**Document excerpt:**
::::
• Vaccine Name: Adenoviral vector Ad5 expressing SIV gag protein
• Target Pathogen: Human Immunodeficiency Virus
• Target Disease: Acquired Immunodeficiency Syndrome (AIDS)
• Vaccine Ontology ID: VO_0000788
• Type: Recombinant vector vaccine
• Status: Research
• Antigen: SIVmac239 gag protein (Shiver et al., 2002)
• Gag protein from SIV-mnd 2 gene engineering:
  • Type: Recombinant vector construction
  • Description:
  • Detailed Gene Information: Click Here.
• Preparation: The adenoviral vector was based on a serotype 5 adenovirus that is incompetent to replicate with deletion of the E1 and E3 viral genes, and was propagated subsequently in E1-expressing 293 cells. Recombinant adenovirus expressing the codon-optimized SIV gag gene was then prepared. The recombinant adenovirus (Ad5-SIVgag) was grown in large quantities by multiple rounds of amplification in 293 cells. The virus was purified by caesium chloride gradient centrifugation (Shiver et al., 2002).
• Immunization Route: Intramuscular injection (i.m.)

Monkey Response

• Host Strain: rhesus monkey (Macaca mulatta)
• Vaccination Protocol: In this study, 21 rhesus monkeys were divided into 6 groups, including an unimmunized control cohort. Each of the test vectors expressed the identical SIVmac239 gag gene that had been codon optimized for expression in mammalian cells. In the first study, the two viral vector vaccines were administered, followed by a booster dose; preparations of DNA plasmid vector vaccine were delivered thrice, followed by a booster (Shiver et al., 2002).
::::
**Extracted records:**
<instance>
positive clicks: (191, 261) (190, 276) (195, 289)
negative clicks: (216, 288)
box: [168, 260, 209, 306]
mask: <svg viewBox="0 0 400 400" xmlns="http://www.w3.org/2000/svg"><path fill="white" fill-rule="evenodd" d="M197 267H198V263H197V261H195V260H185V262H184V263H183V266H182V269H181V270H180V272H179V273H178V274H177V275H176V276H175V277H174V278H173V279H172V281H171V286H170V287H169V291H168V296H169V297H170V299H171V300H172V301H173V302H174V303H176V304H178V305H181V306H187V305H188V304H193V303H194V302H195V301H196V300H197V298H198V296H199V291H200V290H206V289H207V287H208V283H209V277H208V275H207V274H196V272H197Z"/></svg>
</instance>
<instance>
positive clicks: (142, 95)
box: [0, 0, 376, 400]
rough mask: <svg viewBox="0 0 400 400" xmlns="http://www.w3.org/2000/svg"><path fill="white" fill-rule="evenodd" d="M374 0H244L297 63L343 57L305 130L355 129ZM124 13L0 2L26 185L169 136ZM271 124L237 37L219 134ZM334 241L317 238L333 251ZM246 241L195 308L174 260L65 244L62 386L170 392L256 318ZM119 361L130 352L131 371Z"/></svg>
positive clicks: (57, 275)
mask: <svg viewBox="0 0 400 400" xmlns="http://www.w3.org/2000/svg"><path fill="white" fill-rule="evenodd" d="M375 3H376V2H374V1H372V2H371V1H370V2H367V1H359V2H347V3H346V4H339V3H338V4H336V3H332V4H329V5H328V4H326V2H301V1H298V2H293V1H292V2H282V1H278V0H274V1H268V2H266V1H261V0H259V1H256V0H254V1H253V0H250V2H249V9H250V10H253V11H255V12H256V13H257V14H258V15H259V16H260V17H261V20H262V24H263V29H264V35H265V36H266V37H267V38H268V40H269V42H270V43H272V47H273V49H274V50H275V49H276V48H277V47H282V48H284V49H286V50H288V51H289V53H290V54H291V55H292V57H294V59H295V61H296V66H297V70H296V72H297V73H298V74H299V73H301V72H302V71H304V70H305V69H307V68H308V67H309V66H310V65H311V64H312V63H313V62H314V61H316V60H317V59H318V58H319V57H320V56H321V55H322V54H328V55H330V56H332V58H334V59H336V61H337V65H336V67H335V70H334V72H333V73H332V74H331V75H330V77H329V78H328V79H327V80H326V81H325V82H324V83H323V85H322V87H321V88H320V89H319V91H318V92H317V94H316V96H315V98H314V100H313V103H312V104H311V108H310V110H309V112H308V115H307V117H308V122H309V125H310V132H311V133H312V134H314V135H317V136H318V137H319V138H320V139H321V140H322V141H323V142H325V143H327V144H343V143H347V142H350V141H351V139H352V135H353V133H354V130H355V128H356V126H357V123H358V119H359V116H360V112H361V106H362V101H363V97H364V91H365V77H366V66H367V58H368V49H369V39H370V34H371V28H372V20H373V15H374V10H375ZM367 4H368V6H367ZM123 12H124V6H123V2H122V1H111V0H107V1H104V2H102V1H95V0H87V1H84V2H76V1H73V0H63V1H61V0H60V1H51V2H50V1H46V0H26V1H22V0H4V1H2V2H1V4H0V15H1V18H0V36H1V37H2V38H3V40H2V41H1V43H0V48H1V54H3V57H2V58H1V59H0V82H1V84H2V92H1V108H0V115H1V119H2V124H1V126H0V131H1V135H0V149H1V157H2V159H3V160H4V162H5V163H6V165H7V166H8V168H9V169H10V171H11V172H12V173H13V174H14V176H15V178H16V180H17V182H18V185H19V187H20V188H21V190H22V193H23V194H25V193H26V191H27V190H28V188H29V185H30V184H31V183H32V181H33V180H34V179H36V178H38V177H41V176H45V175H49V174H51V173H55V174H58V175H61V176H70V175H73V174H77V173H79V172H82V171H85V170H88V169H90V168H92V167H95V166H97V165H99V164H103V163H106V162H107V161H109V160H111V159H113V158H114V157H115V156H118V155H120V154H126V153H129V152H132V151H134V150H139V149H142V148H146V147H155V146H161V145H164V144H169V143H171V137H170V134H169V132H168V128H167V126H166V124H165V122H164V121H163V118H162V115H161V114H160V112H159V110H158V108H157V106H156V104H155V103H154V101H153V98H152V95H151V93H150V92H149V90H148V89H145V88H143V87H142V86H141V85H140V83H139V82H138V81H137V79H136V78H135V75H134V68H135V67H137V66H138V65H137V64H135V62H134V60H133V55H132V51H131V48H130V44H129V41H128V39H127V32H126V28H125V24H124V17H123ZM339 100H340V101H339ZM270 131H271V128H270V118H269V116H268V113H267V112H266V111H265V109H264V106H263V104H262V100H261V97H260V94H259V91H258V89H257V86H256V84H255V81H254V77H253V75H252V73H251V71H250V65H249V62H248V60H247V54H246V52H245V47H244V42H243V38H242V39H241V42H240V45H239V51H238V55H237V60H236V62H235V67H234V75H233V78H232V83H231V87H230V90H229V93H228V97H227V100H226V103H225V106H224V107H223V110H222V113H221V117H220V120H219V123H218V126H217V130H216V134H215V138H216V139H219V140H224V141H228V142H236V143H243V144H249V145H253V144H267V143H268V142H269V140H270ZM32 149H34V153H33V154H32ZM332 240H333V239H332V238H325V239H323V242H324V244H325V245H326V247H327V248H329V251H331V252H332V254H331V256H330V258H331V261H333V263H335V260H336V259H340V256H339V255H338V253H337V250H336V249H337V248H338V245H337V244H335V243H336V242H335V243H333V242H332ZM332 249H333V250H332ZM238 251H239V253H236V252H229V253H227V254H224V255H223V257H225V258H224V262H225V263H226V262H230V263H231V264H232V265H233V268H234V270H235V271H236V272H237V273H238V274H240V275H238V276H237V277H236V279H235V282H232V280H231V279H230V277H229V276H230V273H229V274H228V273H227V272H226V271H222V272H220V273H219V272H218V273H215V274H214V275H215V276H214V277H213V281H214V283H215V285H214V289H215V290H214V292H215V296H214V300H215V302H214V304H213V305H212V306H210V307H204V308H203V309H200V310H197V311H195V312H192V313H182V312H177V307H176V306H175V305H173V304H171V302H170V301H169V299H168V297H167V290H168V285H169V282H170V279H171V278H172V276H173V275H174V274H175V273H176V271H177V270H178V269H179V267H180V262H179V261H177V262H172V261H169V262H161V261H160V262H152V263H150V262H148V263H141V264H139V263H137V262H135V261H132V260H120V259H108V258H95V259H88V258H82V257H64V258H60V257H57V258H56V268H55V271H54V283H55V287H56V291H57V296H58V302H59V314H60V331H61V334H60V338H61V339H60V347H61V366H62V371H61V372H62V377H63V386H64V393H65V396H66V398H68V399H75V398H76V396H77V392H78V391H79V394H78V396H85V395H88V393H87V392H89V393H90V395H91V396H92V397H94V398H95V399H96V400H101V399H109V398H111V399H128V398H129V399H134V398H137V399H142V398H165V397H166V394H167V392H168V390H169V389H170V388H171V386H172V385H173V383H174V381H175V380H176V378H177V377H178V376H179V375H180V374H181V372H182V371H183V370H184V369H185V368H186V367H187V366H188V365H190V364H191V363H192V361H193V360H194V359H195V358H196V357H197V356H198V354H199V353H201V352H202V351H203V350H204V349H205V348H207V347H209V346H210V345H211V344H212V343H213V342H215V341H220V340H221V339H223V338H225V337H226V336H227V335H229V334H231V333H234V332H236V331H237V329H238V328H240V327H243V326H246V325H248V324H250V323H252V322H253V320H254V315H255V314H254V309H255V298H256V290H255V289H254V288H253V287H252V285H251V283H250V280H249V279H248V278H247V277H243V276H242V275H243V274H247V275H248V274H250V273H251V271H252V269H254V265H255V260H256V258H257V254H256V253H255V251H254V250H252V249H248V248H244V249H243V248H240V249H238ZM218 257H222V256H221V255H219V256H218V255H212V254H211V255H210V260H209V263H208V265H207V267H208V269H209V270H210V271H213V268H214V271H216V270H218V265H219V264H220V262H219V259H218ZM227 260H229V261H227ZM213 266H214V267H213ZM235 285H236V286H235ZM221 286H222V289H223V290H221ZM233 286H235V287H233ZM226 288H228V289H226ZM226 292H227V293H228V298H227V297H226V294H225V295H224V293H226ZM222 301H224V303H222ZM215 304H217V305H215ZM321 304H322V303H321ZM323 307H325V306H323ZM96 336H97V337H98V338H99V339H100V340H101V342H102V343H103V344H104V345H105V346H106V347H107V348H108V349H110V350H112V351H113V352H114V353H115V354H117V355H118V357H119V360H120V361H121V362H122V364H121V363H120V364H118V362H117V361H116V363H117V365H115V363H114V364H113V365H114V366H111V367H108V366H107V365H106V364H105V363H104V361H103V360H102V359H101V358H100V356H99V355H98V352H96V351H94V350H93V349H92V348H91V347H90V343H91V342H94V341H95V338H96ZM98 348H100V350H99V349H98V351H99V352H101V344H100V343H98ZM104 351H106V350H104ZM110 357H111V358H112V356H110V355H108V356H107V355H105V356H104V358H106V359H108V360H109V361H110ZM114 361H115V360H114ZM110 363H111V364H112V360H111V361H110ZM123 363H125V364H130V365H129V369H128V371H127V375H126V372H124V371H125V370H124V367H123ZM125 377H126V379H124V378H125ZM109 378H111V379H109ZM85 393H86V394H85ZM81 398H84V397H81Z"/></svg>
::::
**The problem:**
Can you output, word for word, the part of the Ad5 SIV gag vaccine entry above that begins with the words containing "Monkey Response" and ends with "booster (Shiver et al., 2002)."?

**Output for this task:**
Monkey Response

• Host Strain: rhesus monkey (Macaca mulatta)
• Vaccination Protocol: In this study, 21 rhesus monkeys were divided into 6 groups, including an unimmunized control cohort. Each of the test vectors expressed the identical SIVmac239 gag gene that had been codon optimized for expression in mammalian cells. In the first study, the two viral vector vaccines were administered, followed by a booster dose; preparations of DNA plasmid vector vaccine were delivered thrice, followed by a booster (Shiver et al., 2002).